**PAGE TEXT**
* * *
Bilateral agreements for the avoidance of double taxation (and for the obstruction of tax evasion) can be beneficial because for certain types of income they apply tax rules which are more attractive than those which would be applied if the income was taxed in just one, or both, of the countries involved. The types of income applicable are typically incomes from interest, dividends and royalties. Generally speaking, the laws of most countries allow for the taxation of such income types being paid abroad to take place before they are transferred out of the country.
If, however, there is an agreement for the avoidance of double taxation, and the agreement prescribes a lower rate of taxation for the type of income in question, then this lower rate will prevail as the international agreement is a higher form of legal regulation than the tax laws of one given country. Many factors have to be taken into account when applying the terms of agreements for the avoidance of double taxation, which is why it is always advisable to consult experts from the country of source to establish the exact conditions which apply in the tax practice of that country.
What is a Certificate of Tax Residence?
A Certificate of Tax Residence, as the name suggests, is a document which proves the tax residency of a company. Although the name and content of the document may vary from country to country, the essence is always the same: the tax authorities, or similar body, of a given country certify that a given company or branch incorporated in that country appears in the records of the tax authorities, has a tax number and, where appropriate, pays tax.
* * *
Reproduce the passage on double taxation agreements and tax residence certificates word for word, from its first sentence to its last.

Portion of a data file:
* * *
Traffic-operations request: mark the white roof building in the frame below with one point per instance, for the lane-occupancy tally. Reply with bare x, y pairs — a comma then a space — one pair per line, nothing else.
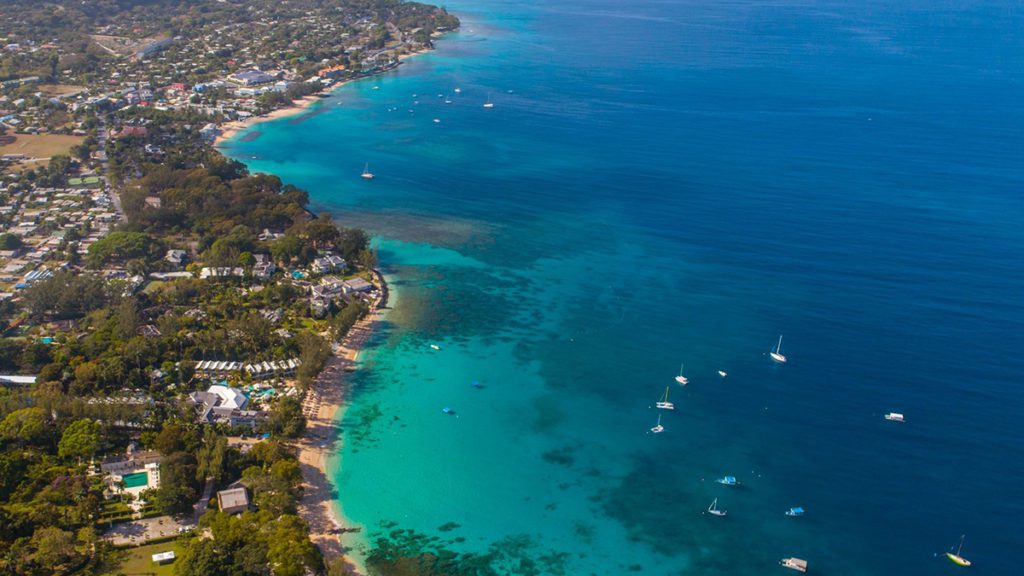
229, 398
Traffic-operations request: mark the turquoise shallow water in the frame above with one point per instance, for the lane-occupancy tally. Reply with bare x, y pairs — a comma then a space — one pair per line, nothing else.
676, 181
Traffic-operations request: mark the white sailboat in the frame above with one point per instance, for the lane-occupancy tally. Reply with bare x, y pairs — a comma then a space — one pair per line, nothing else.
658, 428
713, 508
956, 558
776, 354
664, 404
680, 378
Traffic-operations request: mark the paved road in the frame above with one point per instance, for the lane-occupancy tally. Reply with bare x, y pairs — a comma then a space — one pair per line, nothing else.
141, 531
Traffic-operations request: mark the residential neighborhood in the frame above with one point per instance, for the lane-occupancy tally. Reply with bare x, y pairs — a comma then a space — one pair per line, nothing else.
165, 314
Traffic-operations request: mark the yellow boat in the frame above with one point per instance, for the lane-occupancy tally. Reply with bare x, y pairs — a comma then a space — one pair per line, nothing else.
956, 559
* * *
**RESULT FOR THIS EXERCISE**
Bilateral agreements for the avoidance of double taxation (and for the obstruction of tax evasion) can be beneficial because for certain types of income they apply tax rules which are more attractive than those which would be applied if the income was taxed in just one, or both, of the countries involved. The types of income applicable are typically incomes from interest, dividends and royalties. Generally speaking, the laws of most countries allow for the taxation of such income types being paid abroad to take place before they are transferred out of the country.
If, however, there is an agreement for the avoidance of double taxation, and the agreement prescribes a lower rate of taxation for the type of income in question, then this lower rate will prevail as the international agreement is a higher form of legal regulation than the tax laws of one given country. Many factors have to be taken into account when applying the terms of agreements for the avoidance of double taxation, which is why it is always advisable to consult experts from the country of source to establish the exact conditions which apply in the tax practice of that country.
What is a Certificate of Tax Residence?
A Certificate of Tax Residence, as the name suggests, is a document which proves the tax residency of a company. Although the name and content of the document may vary from country to country, the essence is always the same: the tax authorities, or similar body, of a given country certify that a given company or branch incorporated in that country appears in the records of the tax authorities, has a tax number and, where appropriate, pays tax.